-- Source excerpt start --
Japanese musician Kenichi Maeyamada, also known as Hyadain, has produced music for idol musicians, anime, games, pop musicians and television shows. Maeyamada's first production was in 2004, for the Super Eurobeat Presents Initial D Fourth Stage D Selection+ album song "Don't Go Baby", where he was credited as ED. He began producing songs for artists full-time in 2007 and 2008, including music for the anime Kirarin Revolution, including the theme songs "Tan Tan Taan!" and "Hapi Hapi Sunday!", both of which were Oricon top 10 hits. In 2009, Maeyamada produced the singles "It's All Love!" for Kumi Koda x Misono, and the anime One Piece theme song "Share the World" by TVXQ, both of which reached number 1.
-- Source excerpt end --
-- Extracted material start --
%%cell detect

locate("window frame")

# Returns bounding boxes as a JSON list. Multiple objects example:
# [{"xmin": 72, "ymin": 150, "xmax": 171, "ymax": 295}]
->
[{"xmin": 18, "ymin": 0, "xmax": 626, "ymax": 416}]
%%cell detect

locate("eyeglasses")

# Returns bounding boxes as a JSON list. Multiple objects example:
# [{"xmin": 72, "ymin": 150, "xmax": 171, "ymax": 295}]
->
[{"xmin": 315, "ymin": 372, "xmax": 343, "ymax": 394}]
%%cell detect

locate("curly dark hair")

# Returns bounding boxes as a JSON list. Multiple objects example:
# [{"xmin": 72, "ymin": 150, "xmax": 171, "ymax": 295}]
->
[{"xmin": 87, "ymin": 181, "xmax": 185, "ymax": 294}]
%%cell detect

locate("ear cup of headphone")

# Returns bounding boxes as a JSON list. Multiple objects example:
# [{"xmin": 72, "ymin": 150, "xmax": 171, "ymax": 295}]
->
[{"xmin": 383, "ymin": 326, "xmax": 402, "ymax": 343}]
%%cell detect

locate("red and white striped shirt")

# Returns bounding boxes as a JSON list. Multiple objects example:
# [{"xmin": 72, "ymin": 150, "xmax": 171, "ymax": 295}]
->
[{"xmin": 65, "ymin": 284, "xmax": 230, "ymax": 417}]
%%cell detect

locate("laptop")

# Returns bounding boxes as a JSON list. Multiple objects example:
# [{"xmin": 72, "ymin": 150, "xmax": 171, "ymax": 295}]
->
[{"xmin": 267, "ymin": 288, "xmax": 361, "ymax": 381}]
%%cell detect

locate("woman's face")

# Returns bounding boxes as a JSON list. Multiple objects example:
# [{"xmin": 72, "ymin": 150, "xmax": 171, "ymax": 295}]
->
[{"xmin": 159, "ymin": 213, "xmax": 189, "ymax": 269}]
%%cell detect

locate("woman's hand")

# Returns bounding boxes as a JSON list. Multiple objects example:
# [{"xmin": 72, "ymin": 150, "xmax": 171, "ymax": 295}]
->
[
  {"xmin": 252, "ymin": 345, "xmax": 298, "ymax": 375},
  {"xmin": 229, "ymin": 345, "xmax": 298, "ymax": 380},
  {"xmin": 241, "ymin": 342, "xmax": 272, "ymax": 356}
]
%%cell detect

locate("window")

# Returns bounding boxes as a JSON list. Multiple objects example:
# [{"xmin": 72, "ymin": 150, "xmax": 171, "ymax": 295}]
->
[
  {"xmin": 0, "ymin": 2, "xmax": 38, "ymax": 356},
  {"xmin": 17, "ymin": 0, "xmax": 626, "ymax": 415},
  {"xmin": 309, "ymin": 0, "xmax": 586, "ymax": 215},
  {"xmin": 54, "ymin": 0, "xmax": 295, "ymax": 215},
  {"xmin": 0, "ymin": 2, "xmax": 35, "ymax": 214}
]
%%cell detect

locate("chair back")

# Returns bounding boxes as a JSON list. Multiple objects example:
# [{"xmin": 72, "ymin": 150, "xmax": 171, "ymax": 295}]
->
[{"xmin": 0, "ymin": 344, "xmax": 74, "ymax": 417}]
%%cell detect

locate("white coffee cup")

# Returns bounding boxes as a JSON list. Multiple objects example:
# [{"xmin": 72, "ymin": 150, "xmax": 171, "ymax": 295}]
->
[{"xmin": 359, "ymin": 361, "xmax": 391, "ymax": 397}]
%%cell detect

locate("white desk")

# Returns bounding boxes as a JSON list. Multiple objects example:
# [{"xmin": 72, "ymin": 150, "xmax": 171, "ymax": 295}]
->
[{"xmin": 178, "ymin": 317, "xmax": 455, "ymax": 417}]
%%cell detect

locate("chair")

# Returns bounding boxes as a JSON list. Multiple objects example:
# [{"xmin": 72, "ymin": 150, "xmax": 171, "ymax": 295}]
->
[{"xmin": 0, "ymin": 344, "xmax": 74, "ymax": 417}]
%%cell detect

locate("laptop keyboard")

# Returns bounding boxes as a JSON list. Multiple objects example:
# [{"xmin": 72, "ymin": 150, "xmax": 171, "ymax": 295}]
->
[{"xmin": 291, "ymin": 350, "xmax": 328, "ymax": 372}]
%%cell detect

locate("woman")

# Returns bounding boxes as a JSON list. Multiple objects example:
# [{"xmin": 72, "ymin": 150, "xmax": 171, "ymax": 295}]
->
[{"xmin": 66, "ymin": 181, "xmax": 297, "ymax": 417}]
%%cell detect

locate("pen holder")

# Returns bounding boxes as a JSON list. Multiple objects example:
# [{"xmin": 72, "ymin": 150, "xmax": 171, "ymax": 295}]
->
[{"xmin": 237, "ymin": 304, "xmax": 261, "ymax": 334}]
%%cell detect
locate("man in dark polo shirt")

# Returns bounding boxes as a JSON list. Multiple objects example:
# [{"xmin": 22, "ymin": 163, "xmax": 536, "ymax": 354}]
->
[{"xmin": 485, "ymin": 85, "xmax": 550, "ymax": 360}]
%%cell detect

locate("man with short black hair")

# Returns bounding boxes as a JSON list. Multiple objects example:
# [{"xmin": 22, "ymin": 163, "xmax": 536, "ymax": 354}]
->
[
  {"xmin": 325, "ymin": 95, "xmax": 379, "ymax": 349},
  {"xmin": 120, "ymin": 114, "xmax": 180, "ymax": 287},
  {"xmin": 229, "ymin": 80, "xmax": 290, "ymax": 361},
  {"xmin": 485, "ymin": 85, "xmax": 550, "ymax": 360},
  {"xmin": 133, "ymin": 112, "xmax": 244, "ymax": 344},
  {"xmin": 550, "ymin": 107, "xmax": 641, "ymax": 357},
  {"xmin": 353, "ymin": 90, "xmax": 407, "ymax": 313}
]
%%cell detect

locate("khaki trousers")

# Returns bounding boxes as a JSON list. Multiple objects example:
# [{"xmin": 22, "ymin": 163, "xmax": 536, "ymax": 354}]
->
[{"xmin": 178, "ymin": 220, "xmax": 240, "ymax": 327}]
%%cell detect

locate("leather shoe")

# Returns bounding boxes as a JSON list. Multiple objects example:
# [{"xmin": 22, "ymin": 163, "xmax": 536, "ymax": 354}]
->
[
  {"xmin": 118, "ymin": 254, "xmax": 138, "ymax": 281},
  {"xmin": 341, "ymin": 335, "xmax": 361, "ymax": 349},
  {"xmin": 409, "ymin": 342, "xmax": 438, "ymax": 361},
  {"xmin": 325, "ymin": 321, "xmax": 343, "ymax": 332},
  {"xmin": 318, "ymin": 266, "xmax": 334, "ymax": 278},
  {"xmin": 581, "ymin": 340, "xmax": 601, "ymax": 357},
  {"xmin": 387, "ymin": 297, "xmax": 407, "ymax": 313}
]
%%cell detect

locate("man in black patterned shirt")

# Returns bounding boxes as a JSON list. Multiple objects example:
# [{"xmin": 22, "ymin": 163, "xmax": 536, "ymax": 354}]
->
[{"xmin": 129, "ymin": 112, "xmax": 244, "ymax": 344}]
-- Extracted material end --
→ Your goal:
In the excerpt on Hyadain, under what name was Maeyamada credited for his first production, "Don't Go Baby"?

→ Finished task:
ED